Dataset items
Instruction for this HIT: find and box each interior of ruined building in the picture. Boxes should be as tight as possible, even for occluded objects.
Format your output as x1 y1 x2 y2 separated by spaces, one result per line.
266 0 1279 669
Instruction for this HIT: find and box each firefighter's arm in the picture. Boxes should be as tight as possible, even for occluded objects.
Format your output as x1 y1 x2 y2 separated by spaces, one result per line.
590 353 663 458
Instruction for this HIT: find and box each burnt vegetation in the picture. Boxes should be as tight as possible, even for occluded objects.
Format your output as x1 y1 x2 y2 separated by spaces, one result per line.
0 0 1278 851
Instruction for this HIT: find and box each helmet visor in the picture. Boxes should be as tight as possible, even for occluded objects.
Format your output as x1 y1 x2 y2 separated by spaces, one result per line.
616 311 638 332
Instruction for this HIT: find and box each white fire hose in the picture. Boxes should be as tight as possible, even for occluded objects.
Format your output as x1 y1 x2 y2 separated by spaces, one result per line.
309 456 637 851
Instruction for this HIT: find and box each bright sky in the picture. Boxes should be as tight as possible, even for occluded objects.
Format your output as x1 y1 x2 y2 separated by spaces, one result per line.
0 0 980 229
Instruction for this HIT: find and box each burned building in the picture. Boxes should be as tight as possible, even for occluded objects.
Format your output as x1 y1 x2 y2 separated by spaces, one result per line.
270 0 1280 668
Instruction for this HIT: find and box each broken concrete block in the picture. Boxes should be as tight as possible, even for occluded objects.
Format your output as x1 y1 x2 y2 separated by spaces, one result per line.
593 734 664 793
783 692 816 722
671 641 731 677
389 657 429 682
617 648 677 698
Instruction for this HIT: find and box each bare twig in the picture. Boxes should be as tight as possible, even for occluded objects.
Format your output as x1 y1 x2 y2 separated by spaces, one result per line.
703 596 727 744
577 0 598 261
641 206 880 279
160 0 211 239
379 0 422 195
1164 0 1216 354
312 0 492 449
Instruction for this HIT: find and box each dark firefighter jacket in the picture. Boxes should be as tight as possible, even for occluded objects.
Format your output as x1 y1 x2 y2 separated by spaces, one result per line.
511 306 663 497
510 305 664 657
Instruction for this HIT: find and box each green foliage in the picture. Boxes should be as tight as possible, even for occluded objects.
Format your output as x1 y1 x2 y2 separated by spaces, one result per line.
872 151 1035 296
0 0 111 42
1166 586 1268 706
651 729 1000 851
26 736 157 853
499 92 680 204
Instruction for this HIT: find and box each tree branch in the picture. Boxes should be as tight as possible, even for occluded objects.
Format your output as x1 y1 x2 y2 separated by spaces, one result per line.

Problem requirements: Could you write out the full data verbatim?

Task answer:
Instruction for this HIT: find and box each interior of ruined building in the picture. Boxes should be as tight as possible, even for occluded objects.
Format your output as x1 y1 x2 y2 separated by spaces, one result per line.
266 0 1279 669
Instruction for this HIT: find and box each firefighter's arm in the picture. Boxes should be as tight as possible, even for occluded objects.
Format your output as x1 y1 x2 y2 separated by spaces, one result per line.
590 353 663 458
Instruction for this HIT: find and box each burnt vegetation in the picture. Boxes should be as tight as possible, even for occluded objects.
Format your output as x1 y1 x2 y2 separated by spaces, one result per line.
0 0 1278 851
Instruction for this HIT: find and box each helmet visor in the picture. Boxes should be as tight as possible, even for occluded objects.
Format your output as x1 y1 x2 y2 separated by spaces, one result per line.
616 311 638 332
Instruction for this HIT: find and box each white fire hose in the picture. Boxes should be as tight as possible, even for occluded objects.
Format your output as x1 y1 x2 y2 separated by spaces, one result per line.
309 456 637 851
Instruction for this HIT: find and box each bright sky in the picture. Boxes should be as tight as possible, even for occluded objects.
Format your output as x1 y1 x2 y2 separated by spaces, one result per line.
0 0 980 229
Instruction for this HIT: find and box each burned building in the picture. Boxes should be as tight as possible, even for occluded objects.
Format your output as x1 y1 x2 y2 separated by spaces, one result per line.
270 0 1280 668
Instruction for this HIT: find and box each broken concrete block in the picture. Boxes should be as tight as possible, even for occluded objects.
Format your output as x1 y1 x2 y2 separated by spaces, one result per line.
593 734 664 793
783 692 816 722
671 641 731 677
389 657 429 682
617 648 677 698
Instruction for this HIT: find and box each bare twig in the picture. Boxes should be as tight as possible, even for occluded objects.
Format your output as x1 y1 x2 y2 separated by spaces, one result per line.
703 596 727 744
577 0 598 261
641 206 880 279
160 0 211 239
379 0 422 195
1164 0 1216 354
312 0 492 449
Instruction for this HIT: find and box each dark firefighter jacket in the picture. Boxes should be as tight as possible, even for occluded objects.
Format your output as x1 y1 x2 y2 separated by spaces, one result per line.
511 306 663 497
510 305 664 657
Instruction for this HIT: find and box each green foliage in the picture. Boxes should be as tight as possible, even for occluded objects.
Format your output as x1 y1 x2 y2 separated by spaces, one result per line.
872 151 1035 296
0 0 111 42
1166 586 1268 706
651 729 1000 851
26 736 157 853
499 92 680 204
Instruction for this HIT: find and box each tree branch in the picture. Boxes should be as tight as possible, even for occluded objects.
Format your output as x1 y1 x2 y2 separated by spaces, one result per line.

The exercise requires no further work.